* begin SOURCE EXCERPT *
My Learning Blog

classic DP Algo-64,322,518,377,1143,300,368 - 3/16/2024

different kinds of dp

Grid DP

64:Given a m x n grid filled with non-negative numbers, find a path from top left to bottom right, which minimizes the sum of all numbers along its path.

Note: You can only move either down or right at any point in time.

function minPathSum(grid: number[][]): number {
  const m = grid.length;
  const n = grid[0].length;
  const dp = Array.from({ length: m }, () => new Array(n).fill(0));

  dp[0][0] = grid[0][0];

  for (let i = 1; i < m; i++) {
    dp[i][0] = dp[i - 1][0] + grid[i][0];
  }
  for (let j = 1; j < n; j++) {
    dp[0][j] = grid[0][j] + dp[0][j - 1];
  }

  for (let i = 1; i < m; i++) {
    for (let j = 1; j < n; j++) {
      dp[i][j] = Math.min(dp[i][j - 1], dp[i - 1][j]) + grid[i][j];
    }
  }

  return dp[m - 1][n - 1];
}

Knapsack DP

To pinpoint a knapsack problem:

1.Check if the problem involves optimizing some value while staying within a constraint. This is the general requirement for a DP problem.

2.Check if there’s a constraint involving a combination of elements to fulfill a certain capacity. Look for terms such as “size”, “capacity”, “space available”, or “target”.

518:You are given an integer array coins representing coins of different denominations and an integer amount representing a total amount of money.

Return the number of combinations that make up that amount. If that amount of money cannot be made up by any combination of the coins, return 0.

You may assume that you have an infinite number of each kind of coin.
* end SOURCE EXCERPT *
— WRITTEN REQUEST —
In the dynamic programming blog post, which directions are you allowed to move through the grid in problem 64? The blog post above has no connection to these records.
* begin RECORD SET *
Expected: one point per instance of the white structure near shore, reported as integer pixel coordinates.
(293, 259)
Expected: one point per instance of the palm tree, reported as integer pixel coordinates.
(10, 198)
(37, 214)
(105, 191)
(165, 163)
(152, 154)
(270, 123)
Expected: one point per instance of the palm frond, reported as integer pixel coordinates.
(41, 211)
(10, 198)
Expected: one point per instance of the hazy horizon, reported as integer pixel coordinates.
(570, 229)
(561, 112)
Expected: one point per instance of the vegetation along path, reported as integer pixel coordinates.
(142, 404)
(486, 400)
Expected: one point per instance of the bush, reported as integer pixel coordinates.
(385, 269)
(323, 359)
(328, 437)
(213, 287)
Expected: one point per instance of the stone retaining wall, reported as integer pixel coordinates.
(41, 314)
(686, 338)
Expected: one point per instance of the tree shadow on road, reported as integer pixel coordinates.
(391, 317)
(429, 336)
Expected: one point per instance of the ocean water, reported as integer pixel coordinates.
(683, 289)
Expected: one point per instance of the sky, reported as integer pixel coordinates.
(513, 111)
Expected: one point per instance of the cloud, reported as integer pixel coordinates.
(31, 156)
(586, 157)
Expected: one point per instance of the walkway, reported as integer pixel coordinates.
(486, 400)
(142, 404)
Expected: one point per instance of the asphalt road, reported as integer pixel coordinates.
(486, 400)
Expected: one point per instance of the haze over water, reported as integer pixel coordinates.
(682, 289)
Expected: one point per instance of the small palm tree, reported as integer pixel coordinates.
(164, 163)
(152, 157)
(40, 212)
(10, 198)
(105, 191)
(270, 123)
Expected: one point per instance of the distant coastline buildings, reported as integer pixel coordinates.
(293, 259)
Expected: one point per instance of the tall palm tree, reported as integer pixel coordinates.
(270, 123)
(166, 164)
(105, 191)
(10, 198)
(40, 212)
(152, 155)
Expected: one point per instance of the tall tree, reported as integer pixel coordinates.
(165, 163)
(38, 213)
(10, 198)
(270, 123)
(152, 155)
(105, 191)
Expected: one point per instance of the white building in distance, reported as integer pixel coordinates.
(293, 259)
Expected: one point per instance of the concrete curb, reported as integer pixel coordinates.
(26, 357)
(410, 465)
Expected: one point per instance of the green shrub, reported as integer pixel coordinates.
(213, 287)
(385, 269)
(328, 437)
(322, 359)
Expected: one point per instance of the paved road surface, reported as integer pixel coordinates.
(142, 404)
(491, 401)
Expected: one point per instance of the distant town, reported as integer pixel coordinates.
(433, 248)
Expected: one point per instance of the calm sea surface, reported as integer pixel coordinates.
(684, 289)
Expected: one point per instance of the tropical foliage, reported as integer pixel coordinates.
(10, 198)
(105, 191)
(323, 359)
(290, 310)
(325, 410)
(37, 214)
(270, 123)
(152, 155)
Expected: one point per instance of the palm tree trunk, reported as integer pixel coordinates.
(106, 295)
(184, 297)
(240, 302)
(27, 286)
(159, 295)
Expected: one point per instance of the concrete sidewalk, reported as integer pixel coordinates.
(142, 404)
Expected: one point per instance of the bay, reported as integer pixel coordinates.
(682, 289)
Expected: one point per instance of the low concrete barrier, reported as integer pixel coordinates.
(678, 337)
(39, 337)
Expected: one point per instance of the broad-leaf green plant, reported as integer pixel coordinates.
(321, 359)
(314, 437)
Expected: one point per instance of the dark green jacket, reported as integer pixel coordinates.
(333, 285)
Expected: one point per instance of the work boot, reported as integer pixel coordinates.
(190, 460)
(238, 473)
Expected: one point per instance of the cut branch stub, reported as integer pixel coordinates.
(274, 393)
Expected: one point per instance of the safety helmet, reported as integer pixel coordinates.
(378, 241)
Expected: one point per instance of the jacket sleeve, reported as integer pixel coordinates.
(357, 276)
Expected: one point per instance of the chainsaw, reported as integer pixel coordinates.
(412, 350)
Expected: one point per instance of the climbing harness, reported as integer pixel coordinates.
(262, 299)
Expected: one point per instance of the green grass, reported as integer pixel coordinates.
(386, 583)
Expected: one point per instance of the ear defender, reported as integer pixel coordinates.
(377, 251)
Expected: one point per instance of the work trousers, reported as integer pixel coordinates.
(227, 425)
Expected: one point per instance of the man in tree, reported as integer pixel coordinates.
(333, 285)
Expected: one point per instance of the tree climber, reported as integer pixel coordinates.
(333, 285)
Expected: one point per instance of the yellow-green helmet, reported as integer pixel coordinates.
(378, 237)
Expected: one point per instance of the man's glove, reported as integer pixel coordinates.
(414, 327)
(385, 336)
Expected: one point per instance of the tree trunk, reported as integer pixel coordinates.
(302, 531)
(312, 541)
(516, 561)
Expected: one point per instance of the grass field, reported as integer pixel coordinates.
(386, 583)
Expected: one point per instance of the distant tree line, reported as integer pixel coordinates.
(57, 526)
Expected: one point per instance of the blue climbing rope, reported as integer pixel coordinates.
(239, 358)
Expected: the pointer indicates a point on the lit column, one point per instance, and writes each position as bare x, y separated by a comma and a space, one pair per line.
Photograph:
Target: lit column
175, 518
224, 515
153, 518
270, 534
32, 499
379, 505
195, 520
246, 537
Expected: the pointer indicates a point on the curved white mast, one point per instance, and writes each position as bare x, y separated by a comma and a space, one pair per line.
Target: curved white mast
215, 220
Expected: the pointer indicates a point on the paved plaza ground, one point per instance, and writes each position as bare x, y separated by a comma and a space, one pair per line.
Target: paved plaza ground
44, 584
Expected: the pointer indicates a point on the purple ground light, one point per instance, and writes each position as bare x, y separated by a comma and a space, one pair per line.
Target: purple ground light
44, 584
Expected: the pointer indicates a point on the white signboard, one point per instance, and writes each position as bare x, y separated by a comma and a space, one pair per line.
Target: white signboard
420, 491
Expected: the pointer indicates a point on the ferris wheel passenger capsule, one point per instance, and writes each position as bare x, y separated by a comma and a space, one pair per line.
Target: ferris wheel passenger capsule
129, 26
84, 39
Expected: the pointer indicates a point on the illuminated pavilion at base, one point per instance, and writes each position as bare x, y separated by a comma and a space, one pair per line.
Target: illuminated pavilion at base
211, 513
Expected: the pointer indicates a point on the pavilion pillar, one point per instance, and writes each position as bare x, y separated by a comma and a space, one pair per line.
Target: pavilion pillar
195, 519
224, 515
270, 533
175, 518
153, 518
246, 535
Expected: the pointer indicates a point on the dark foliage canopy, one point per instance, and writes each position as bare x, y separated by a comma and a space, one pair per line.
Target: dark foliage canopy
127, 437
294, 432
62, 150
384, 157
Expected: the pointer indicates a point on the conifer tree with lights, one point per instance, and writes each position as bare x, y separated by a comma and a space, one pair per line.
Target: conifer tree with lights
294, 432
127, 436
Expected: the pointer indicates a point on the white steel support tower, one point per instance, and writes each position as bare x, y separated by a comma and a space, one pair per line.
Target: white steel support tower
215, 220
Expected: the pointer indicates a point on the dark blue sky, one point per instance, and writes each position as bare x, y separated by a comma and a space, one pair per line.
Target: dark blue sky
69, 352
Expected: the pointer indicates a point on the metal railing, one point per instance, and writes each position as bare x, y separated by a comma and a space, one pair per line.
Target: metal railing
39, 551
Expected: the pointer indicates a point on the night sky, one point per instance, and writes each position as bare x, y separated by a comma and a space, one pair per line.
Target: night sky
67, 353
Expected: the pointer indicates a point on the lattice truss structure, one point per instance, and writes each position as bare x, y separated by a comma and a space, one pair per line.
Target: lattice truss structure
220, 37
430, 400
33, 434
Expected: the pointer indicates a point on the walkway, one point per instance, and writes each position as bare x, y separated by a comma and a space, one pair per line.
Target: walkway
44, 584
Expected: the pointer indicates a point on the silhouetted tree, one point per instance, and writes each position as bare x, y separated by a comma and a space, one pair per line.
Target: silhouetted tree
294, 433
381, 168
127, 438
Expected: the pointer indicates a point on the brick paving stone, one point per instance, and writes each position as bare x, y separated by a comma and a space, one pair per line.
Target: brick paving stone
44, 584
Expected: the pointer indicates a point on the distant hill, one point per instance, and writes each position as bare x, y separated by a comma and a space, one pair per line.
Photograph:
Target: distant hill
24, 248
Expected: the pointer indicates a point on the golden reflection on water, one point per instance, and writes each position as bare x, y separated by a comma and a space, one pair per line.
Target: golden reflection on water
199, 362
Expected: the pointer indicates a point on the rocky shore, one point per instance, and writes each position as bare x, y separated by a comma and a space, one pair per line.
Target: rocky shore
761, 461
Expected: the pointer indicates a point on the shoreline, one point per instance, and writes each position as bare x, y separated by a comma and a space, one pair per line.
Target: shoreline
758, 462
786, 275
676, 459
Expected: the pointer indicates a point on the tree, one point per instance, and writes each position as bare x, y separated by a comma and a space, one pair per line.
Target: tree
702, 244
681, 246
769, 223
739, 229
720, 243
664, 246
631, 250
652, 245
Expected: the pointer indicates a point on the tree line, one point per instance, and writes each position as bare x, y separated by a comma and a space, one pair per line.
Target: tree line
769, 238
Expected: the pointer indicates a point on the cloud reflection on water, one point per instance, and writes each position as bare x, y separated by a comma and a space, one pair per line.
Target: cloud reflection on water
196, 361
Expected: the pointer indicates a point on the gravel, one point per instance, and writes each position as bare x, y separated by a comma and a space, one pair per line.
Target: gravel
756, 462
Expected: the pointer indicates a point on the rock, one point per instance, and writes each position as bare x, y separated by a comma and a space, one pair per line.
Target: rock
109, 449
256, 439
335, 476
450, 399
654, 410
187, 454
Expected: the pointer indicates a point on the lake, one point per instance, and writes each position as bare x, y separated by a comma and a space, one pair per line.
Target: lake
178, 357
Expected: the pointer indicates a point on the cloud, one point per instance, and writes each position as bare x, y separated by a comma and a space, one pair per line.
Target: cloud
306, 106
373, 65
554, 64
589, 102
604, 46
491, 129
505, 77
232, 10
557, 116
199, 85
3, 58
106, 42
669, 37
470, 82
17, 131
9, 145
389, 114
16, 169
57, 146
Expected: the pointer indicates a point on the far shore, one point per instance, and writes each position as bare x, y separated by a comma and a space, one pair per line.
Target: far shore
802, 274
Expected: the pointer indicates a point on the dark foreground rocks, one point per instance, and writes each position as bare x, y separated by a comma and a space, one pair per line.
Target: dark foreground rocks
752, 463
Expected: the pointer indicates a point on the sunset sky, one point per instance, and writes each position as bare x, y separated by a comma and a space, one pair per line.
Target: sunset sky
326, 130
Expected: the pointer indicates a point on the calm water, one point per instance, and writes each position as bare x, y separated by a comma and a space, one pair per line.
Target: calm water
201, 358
* end RECORD SET *
— SOLVED EXERCISE —
Only down or right.